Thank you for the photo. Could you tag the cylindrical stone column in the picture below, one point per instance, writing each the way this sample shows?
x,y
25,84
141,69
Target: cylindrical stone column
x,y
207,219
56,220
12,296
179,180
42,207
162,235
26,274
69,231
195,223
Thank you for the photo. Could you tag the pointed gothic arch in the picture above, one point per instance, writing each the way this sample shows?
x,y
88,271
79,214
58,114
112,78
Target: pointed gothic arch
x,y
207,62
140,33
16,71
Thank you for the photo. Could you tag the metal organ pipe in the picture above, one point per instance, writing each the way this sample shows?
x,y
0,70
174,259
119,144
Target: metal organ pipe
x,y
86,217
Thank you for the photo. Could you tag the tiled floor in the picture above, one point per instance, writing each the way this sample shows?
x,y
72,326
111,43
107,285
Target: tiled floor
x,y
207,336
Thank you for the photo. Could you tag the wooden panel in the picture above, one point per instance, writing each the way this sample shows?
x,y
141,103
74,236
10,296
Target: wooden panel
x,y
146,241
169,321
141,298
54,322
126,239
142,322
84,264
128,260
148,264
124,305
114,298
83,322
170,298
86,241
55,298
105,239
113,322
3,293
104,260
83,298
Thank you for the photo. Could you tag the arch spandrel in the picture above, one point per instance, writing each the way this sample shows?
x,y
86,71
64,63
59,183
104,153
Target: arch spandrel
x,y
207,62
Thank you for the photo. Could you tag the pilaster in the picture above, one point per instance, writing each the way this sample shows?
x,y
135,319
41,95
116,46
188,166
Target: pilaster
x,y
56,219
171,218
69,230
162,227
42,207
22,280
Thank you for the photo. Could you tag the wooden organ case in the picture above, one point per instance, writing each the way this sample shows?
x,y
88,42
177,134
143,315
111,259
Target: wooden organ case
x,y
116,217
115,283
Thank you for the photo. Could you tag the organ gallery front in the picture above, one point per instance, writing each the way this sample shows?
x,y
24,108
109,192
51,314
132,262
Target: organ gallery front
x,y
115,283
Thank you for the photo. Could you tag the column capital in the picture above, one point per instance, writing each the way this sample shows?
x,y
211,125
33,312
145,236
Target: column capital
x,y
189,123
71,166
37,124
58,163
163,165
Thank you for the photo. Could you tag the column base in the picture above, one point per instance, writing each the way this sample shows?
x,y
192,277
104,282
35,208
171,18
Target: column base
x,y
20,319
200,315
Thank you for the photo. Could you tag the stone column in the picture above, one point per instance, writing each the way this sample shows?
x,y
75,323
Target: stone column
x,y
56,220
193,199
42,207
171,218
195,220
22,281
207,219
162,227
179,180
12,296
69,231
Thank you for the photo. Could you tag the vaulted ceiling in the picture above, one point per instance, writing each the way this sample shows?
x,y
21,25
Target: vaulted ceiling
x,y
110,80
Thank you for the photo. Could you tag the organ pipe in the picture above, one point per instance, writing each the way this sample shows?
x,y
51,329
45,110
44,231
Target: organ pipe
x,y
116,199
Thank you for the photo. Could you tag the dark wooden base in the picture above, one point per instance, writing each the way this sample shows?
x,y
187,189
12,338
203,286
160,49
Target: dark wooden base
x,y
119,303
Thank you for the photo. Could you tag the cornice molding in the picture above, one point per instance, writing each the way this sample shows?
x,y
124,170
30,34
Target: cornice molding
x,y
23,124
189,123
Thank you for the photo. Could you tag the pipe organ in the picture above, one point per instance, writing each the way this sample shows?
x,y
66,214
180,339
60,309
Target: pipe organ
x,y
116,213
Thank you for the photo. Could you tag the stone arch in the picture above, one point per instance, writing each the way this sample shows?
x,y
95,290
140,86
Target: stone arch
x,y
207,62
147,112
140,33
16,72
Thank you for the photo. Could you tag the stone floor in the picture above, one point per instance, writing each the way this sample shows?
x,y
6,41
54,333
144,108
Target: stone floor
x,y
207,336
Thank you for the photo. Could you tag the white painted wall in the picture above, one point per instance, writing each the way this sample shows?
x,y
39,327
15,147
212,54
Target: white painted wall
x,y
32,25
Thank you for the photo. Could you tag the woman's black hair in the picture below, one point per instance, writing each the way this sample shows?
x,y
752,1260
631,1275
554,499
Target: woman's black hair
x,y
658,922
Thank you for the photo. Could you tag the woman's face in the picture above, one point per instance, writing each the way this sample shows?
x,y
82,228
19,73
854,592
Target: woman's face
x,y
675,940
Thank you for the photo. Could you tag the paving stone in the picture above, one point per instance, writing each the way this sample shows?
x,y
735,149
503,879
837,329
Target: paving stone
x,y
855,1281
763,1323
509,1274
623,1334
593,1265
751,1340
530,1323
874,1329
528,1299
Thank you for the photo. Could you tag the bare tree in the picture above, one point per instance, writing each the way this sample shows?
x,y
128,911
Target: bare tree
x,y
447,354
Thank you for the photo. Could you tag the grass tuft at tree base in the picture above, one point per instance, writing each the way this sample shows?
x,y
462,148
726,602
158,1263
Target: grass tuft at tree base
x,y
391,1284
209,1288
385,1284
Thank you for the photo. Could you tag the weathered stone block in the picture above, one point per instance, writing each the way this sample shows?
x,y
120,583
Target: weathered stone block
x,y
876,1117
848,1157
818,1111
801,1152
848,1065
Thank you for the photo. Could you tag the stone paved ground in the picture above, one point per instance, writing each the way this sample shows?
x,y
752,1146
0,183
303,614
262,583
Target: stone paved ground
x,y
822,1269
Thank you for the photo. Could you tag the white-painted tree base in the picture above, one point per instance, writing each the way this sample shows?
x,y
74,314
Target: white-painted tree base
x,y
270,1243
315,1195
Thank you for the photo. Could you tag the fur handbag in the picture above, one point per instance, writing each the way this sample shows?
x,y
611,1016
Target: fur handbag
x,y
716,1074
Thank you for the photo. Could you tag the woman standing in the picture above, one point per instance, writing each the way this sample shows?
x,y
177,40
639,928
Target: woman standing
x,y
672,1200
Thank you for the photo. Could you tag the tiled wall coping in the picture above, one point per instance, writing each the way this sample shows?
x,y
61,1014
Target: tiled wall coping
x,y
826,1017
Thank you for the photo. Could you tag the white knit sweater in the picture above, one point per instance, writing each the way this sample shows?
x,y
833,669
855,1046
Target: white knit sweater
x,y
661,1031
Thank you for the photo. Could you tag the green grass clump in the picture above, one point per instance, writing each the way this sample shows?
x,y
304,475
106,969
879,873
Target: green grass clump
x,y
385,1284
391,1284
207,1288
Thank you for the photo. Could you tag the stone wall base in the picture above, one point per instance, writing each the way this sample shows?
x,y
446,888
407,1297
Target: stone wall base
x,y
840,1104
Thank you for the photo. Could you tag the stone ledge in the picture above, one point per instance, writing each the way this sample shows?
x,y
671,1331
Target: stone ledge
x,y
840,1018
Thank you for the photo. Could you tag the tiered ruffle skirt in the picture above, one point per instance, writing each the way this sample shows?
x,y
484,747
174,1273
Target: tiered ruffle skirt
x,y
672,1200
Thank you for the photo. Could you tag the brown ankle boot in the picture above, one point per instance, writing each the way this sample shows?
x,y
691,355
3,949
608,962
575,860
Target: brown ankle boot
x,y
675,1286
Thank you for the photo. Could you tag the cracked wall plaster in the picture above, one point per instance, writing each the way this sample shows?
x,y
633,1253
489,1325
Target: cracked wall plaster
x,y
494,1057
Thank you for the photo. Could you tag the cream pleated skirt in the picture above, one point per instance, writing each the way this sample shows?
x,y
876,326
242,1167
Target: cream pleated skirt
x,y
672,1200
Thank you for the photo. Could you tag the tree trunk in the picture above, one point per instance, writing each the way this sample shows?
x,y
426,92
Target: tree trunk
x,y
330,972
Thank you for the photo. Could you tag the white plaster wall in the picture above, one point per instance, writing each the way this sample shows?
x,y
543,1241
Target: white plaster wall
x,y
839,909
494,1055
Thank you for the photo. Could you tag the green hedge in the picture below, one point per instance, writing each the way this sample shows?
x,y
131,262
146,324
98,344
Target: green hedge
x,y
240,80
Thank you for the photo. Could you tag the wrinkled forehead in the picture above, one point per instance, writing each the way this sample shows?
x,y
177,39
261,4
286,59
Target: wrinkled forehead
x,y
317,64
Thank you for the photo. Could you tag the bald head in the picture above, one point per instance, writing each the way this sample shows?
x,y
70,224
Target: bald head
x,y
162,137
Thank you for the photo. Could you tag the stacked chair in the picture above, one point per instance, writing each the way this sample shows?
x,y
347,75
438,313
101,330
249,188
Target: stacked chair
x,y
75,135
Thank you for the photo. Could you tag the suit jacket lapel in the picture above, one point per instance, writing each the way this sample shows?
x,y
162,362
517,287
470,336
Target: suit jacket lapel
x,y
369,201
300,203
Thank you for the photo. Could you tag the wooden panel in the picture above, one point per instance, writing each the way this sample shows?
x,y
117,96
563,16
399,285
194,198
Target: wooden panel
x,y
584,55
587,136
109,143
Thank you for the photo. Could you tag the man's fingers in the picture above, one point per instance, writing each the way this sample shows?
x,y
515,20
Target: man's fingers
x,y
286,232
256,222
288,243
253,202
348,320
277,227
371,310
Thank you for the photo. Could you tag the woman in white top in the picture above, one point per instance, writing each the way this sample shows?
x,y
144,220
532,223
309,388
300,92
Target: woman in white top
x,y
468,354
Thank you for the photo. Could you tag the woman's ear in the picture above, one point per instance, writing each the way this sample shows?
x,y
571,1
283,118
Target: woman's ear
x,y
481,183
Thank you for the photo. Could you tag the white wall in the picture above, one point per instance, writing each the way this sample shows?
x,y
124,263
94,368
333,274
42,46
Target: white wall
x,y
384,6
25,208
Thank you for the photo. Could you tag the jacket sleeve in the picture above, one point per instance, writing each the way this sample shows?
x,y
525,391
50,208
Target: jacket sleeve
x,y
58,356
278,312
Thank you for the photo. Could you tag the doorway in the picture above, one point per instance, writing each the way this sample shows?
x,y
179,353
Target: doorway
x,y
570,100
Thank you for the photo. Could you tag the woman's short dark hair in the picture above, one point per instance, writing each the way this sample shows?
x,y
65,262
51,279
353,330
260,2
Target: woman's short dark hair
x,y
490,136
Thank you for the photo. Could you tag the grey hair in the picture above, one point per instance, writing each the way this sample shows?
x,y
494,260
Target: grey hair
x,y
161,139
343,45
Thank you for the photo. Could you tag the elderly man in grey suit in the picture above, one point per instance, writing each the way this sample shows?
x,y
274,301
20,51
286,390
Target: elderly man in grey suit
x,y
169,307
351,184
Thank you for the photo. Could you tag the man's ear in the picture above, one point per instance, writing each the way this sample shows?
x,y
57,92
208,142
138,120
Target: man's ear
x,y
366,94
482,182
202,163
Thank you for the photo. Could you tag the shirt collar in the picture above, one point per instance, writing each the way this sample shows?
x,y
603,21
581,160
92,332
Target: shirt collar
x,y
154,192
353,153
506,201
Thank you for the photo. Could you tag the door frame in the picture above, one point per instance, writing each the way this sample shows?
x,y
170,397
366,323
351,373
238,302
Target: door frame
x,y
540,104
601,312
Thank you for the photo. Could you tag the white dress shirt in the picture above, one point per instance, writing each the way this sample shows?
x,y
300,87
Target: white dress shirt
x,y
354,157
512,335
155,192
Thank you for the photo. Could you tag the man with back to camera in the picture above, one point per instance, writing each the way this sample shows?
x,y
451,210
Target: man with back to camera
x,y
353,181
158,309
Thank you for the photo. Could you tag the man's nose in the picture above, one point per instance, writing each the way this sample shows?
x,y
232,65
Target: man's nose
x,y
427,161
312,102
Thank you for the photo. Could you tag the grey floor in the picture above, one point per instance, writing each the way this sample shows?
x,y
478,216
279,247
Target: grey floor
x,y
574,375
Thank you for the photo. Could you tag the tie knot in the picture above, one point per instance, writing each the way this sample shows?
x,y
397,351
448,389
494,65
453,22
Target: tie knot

PROBLEM TO WORK ON. Output only the lines from the one holding "Thank you for the photo. Could you tag the man's nose" through the last line above, exactly as they appear.

OUTPUT OF THE TASK.
Thank you for the photo. Could you tag the man's nose in the picture above, one point per instance, writing each the way this sample shows?
x,y
232,65
Target: man's nose
x,y
427,161
312,102
Thank you for the photo. Could you tag the grey floor in the picture above, one point per instance, writing each the way this sample shows?
x,y
478,216
279,247
Target: grey floor
x,y
574,375
Thank you for the photo. Could you tag the tie knot in the picture above, one point per instance, writing each the way this sample shows?
x,y
397,351
448,389
494,65
453,22
Target: tie knot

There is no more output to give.